== GIVEN DATA ==
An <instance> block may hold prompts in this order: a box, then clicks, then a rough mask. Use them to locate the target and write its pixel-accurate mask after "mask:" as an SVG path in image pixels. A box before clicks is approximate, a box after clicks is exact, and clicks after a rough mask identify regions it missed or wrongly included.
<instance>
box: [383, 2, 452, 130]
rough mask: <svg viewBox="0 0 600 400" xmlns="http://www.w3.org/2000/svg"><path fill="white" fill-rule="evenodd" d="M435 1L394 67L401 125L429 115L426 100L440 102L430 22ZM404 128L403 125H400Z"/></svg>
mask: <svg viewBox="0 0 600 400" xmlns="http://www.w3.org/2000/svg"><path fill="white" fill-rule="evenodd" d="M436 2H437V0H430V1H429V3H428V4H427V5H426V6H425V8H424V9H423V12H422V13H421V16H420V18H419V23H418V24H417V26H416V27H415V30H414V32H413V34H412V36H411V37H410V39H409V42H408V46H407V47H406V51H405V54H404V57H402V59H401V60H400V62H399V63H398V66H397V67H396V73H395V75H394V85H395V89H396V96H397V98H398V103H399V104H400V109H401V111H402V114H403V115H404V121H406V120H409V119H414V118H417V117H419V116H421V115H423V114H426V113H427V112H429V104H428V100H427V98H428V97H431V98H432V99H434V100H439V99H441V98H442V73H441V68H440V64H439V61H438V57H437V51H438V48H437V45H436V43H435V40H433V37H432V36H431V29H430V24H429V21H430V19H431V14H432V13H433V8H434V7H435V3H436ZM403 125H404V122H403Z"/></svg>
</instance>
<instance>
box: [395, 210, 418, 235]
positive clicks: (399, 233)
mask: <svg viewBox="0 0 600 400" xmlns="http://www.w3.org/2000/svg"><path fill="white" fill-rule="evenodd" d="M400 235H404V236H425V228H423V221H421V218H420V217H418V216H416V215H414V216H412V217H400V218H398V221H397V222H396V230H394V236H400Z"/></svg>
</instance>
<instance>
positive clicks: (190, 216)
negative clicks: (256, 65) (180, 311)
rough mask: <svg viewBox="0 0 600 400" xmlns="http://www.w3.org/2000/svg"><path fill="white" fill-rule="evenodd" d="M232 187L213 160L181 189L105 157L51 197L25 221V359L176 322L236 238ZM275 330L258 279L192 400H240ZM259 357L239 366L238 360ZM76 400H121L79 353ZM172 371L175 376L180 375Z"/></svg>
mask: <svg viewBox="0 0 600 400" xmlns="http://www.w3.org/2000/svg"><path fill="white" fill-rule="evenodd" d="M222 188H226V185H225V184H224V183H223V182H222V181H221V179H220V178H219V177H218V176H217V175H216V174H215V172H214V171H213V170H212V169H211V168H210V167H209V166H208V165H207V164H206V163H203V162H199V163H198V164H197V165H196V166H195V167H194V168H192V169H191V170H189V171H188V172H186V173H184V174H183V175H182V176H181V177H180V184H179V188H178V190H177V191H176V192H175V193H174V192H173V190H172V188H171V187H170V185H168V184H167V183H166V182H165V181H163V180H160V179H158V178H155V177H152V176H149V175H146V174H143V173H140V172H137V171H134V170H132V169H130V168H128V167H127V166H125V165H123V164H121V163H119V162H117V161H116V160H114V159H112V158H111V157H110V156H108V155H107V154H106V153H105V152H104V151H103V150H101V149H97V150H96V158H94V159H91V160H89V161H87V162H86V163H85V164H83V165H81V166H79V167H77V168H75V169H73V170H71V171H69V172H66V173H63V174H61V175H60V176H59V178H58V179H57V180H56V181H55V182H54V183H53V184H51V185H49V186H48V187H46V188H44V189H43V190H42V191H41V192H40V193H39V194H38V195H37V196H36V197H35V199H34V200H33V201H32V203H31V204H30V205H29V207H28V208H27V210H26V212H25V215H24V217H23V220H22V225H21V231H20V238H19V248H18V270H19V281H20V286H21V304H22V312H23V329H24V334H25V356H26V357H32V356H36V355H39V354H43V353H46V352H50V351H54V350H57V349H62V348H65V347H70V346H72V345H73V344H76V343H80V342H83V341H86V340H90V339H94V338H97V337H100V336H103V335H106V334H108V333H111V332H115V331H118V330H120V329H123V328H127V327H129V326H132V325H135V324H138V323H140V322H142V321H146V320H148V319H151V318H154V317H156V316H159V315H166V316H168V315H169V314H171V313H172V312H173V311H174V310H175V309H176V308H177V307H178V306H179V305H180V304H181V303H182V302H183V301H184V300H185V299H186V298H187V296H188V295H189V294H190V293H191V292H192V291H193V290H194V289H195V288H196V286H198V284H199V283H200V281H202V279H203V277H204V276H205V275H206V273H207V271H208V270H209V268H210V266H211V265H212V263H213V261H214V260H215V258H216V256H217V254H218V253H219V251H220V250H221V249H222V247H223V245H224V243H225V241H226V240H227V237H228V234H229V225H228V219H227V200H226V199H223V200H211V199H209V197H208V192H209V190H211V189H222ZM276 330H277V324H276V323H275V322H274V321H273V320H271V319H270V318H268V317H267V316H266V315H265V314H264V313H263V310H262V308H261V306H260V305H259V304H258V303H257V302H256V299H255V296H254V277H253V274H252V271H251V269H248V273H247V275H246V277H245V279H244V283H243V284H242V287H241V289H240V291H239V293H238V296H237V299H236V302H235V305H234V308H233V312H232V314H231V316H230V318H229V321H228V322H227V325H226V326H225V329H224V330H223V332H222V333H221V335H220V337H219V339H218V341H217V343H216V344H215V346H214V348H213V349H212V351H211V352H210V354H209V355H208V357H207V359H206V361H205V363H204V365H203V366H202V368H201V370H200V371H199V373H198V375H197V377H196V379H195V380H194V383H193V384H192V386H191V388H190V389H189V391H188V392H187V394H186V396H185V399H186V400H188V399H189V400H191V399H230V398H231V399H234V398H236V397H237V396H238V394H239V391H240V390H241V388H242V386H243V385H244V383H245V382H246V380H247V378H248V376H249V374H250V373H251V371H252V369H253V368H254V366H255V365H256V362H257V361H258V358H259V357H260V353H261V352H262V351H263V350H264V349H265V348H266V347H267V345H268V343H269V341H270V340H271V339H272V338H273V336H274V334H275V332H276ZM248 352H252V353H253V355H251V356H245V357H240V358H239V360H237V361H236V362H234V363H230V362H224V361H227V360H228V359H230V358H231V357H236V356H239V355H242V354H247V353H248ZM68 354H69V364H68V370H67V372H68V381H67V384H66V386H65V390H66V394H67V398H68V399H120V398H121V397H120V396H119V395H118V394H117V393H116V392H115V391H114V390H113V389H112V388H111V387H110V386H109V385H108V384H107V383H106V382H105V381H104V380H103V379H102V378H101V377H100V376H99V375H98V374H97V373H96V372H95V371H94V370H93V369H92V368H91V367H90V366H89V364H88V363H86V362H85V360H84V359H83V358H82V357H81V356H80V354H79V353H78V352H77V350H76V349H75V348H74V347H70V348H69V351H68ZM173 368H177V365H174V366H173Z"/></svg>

== TO-DO ITEM ==
Please count the lines in the entries above that contain the string "positive", treating uppercase and lowercase as different, and give only that number.

== THE COMPLETED TASK ==
2